== Aufgabe 1 ==
Fasse im Text zur EU-Luftqualitätsrichtlinie den Absatz, der mit „Die neuen Regeln enthalten“ beginnt, als kurze Stichpunktliste zusammen. Die wichtigsten Fakten sollen dabei erhalten bleiben.
== Aufgabe 2 ==
Gib aus dem Text zur EU-Luftqualitätsrichtlinie die Stelle von „Zudem sieht der“ bis einschließlich „Januar 2040 beantragen.“ wortgetreu wieder.
== Aufgabe 3 ==
Schreibe den Text zur EU-Luftqualitätsrichtlinie im Anschluss an seinen letzten Satz weiter.

== Vorliegender Text ==

↓

Die überarbeitete Richtlinie deckt eine Vielzahl von luftverschmutzenden Substanzen ab, darunter Feinstaub und Partikel (PM2,5 und PM10), Stickstoffdioxid (NO2), Schwefeldioxid (SO2), Benzol, Arsen, Blei und Nickel, um nur einige zu nennen. So sollen die Jahresgrenzwerte für die Schadstoffe mit den nachweislich größten Auswirkungen auf die menschliche Gesundheit, PM2,5 und NO2, von 25 Mikrogramm pro Kubikmeter Luft (µg/m³) auf 10 µg/m³ beziehungsweise von 40 µg/m³ auf 20 µg/m³ gesenkt werden. Die WHO-Richtwerte liegen bei 5 µg/m³ für PM2,5 und 10 µg/m³ für NO2, die EU würde – wenn es nach dem Rat geht – die empfohlenen Werte also schlicht verdoppeln.
Zudem sieht der Text des Rates bei der Einhaltung der Luftqualitätsgrenzwerte „eine gewisse Flexibilität“ vor, besonders in Gebieten, „in denen die Einhaltung der Richtlinie innerhalb der Frist aufgrund standortspezifischer Ausbreitungsmerkmale, ungünstiger klimatischer Bedingungen oder grenzüberschreitender Beiträge unerreichbar wäre“ und wo es viele einkommensschwache Haushalte gibt. Auch wenn der betreffende Mitgliedstaat ein niedrigeres Pro-Kopf-BIP als der EU-Durchschnitt aufweist und wenn die Ergebnisse von Modellanwendungen zeigen, dass die Grenzwerte innerhalb der Frist nicht erreicht werden können, könnten die Mitgliedstaaten eine Verschiebung der Frist um maximal 10 Jahre bis spätestens zum 1. Januar 2040 beantragen.
Die neuen Regeln enthalten auch verpflichtende Luftqualitätspläne für Gebiete, in denen die Schadstoffwerte die in der Richtlinie festgelegten Grenz- und Zielwerte überschreiten, und zwar spätestens drei Jahre nach Feststellung dieser Werte. Die Mitgliedstaaten müssen Alarm- oder Informationsschwellen für bestimmte Luftschadstoffe festlegen, um die Bevölkerung und besonders gefährdete Gruppen vor der Exposition gegenüber erhöhten Konzentrationen solcher Schadstoffe zu schützen. Besteht die Gefahr, dass diese Schwellenwerte überschritten werden, sollten die Mitgliedstaaten kurzfristige Aktionspläne erstellen, in denen Sofortmaßnahmen zur Verringerung der unmittelbaren Gefahr für die menschliche Gesundheit festgelegt werden.

↑

== Gespeicherte Daten ==
↓

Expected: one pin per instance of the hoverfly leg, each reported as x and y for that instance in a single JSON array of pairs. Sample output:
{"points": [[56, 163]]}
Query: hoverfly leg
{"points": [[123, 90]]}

↑

== Ergebnis 1 ==
- Für Gebiete, in denen die Schadstoffwerte die Grenz- und Zielwerte der Richtlinie überschreiten, werden Luftqualitätspläne Pflicht. Sie müssen spätestens drei Jahre nach Feststellung dieser Werte vorliegen.
- Die Mitgliedstaaten müssen Alarm- oder Informationsschwellen für bestimmte Luftschadstoffe festlegen. So sollen die Bevölkerung und besonders gefährdete Gruppen vor erhöhten Konzentrationen geschützt werden.
- Droht eine Überschreitung dieser Schwellen, sollen die Mitgliedstaaten kurzfristige Aktionspläne erstellen. Diese enthalten Sofortmaßnahmen gegen die unmittelbare Gefahr für die menschliche Gesundheit.

== Ergebnis 2 ==
Zudem sieht der Text des Rates bei der Einhaltung der Luftqualitätsgrenzwerte „eine gewisse Flexibilität“ vor, besonders in Gebieten, „in denen die Einhaltung der Richtlinie innerhalb der Frist aufgrund standortspezifischer Ausbreitungsmerkmale, ungünstiger klimatischer Bedingungen oder grenzüberschreitender Beiträge unerreichbar wäre“ und wo es viele einkommensschwache Haushalte gibt. Auch wenn der betreffende Mitgliedstaat ein niedrigeres Pro-Kopf-BIP als der EU-Durchschnitt aufweist und wenn die Ergebnisse von Modellanwendungen zeigen, dass die Grenzwerte innerhalb der Frist nicht erreicht werden können, könnten die Mitgliedstaaten eine Verschiebung der Frist um maximal 10 Jahre bis spätestens zum 1. Januar 2040 beantragen.

== Ergebnis 3 ==
Der Rat möchte die Beurteilung der Luftqualität flexibler gestalten und beispielsweise bei Überschreitung, der in der Richtlinie festgelegten Grenzwerte, nicht zwingend auf Modellrechnungen als Ergänzung zu ortsfesten Messungen zurückgreifen. Die vorgeschlagene neue Richtlinie würde die Mitgliedstaaten auch dazu verpflichten, auf ihrem Hoheitsgebiet mindestens eine übergeordnete Überwachungsstelle einzurichten, die sich nach der Bevölkerungszahl und der Größe richtet. Diese übergeordneten Überwachungsstellen würden mehrere Probenahmestellen kombinieren.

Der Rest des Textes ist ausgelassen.